▶ **Reading passage**:
The roots of social work and other helping professions run deep in community-based connections, and joining with local faith-based entities to explore strengths and challenges is essential to good organization and planning.
Far too often, however, resources in the community go unnoticed, only revealing themselves to social work scholars and professionals when they immerse themselves among those they are trying to help. As the preceding pages demonstrate, local religious institutions have a long tradition of emphasizing and promoting community development and communal assistance. And these entities are usually best placed to serve those most in need—right in the communities where they live, work and pray.
By and large, faith-based entities are more than eager to partner with local scholars and professionals. The Congregational Nurse Program in Greensboro, NC, where I teach, is a telling example of how, in many cases, religion-based organizations welcome help in attending to their congregations’ needs.
A decade ago the Greensboro nurse program was well established and doing great work in the community. But until a chance encounter between a nurse in the program and a social work professor at a local university, the Congregational Nurse Program was not on the radar of any of the area’s campuses. The program’s coordinator had reached out to local universities to explore how students could study social work by working alongside nurses to meet the needs of the community’s most vulnerable, but nothing came of the effort.
It took that chance encounter a decade ago for the collaboration to come to fruition. Together with the Congregational Nurse Program, our social work department at the University of North Carolina Greensboro created a field education unit that paired social work students with congregational nurses. Our collaboration, in turn, resulted in a far deeper effort: Two university social work programs, together with a local philanthropic organization with faith-based roots and an established group of nurses in the community, working to provide an array of services to people whose needs were not being met by traditional providers.

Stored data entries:

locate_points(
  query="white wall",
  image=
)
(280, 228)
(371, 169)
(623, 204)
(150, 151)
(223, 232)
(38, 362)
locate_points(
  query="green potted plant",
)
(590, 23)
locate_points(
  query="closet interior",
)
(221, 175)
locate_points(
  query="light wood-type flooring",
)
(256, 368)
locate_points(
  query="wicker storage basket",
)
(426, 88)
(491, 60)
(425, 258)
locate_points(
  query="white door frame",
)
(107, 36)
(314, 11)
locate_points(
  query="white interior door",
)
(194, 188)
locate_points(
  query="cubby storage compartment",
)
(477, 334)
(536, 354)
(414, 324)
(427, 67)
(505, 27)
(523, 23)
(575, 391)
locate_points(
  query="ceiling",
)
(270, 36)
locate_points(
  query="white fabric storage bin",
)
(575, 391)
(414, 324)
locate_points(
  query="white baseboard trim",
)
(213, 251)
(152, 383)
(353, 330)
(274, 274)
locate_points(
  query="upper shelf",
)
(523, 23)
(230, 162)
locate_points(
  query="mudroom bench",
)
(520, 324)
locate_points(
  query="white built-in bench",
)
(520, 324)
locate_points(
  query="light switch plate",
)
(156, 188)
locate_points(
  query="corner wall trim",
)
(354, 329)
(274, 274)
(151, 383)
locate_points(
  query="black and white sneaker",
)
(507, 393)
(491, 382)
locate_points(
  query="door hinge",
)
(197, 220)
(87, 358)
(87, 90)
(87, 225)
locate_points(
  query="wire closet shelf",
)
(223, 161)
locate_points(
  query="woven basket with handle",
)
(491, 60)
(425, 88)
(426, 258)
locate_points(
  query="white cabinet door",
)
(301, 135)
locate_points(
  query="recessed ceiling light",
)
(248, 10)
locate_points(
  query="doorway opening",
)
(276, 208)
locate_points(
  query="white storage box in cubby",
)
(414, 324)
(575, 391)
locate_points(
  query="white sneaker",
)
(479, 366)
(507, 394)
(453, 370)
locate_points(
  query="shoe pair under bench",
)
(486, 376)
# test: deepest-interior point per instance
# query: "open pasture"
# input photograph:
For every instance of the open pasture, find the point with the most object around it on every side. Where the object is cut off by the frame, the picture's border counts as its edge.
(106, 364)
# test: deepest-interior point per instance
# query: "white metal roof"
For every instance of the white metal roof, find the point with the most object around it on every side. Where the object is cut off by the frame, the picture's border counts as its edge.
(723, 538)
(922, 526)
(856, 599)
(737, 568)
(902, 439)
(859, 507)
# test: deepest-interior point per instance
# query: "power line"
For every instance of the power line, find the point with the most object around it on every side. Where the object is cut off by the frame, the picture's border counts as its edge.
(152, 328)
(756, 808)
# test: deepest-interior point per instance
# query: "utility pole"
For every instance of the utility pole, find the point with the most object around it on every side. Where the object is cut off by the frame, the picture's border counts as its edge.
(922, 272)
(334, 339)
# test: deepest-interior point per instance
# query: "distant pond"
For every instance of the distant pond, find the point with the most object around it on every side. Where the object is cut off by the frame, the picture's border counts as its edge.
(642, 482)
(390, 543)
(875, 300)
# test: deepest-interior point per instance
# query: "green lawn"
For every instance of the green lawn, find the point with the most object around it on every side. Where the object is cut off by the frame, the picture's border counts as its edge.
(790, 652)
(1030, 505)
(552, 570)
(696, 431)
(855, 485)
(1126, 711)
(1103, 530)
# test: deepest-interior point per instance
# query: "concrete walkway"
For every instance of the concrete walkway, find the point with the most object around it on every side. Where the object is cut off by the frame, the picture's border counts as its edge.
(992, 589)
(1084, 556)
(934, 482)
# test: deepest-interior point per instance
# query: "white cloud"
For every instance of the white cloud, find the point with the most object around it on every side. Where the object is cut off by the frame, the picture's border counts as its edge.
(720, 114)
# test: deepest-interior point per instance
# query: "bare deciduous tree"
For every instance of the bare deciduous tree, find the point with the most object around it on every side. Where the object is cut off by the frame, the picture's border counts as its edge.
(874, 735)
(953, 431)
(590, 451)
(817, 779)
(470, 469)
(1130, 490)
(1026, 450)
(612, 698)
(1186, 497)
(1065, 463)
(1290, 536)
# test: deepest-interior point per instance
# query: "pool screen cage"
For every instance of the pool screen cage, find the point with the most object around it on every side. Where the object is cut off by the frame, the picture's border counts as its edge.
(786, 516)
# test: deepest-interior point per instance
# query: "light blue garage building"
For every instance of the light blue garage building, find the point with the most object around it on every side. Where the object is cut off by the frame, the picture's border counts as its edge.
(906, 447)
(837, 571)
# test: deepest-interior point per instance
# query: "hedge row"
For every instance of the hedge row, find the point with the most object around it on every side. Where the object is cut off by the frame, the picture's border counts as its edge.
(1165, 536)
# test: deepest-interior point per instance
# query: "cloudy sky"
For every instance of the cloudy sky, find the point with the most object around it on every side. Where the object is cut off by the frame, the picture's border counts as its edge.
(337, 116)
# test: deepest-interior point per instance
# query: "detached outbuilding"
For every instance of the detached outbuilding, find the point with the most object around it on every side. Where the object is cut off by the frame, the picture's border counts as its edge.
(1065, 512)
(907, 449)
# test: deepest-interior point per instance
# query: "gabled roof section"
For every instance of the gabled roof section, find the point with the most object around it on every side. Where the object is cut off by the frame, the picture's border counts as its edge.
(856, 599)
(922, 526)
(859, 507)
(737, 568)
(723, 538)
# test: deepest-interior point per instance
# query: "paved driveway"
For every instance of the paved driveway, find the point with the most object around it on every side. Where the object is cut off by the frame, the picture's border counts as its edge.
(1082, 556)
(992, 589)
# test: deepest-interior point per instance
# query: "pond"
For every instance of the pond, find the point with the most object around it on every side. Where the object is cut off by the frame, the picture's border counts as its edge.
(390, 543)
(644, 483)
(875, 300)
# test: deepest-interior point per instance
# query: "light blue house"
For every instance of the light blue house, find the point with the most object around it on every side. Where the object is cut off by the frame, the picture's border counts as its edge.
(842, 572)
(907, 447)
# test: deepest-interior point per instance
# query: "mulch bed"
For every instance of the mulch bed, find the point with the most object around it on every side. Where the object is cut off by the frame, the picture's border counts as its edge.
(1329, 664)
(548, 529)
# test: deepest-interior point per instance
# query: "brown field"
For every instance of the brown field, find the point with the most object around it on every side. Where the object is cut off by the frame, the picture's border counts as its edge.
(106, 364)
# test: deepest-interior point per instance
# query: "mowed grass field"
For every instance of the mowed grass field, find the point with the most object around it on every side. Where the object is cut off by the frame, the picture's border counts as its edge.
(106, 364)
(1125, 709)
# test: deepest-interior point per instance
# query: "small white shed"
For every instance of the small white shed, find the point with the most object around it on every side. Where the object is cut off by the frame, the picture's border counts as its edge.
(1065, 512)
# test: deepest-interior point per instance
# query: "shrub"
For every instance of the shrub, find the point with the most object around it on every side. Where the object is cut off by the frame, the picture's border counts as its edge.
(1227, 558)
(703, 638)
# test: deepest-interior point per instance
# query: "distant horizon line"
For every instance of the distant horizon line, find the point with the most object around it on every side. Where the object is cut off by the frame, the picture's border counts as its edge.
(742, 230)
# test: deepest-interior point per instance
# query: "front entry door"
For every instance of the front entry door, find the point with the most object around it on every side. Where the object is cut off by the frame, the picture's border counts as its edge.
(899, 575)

▶ **Activity**: Reproduce, word for word, the stretch of the passage on faith-based partnerships in social work from "Far too often, however, resources" through "their congregations’ needs.".

▶ **Answer**:
Far too often, however, resources in the community go unnoticed, only revealing themselves to social work scholars and professionals when they immerse themselves among those they are trying to help. As the preceding pages demonstrate, local religious institutions have a long tradition of emphasizing and promoting community development and communal assistance. And these entities are usually best placed to serve those most in need—right in the communities where they live, work and pray.
By and large, faith-based entities are more than eager to partner with local scholars and professionals. The Congregational Nurse Program in Greensboro, NC, where I teach, is a telling example of how, in many cases, religion-based organizations welcome help in attending to their congregations’ needs.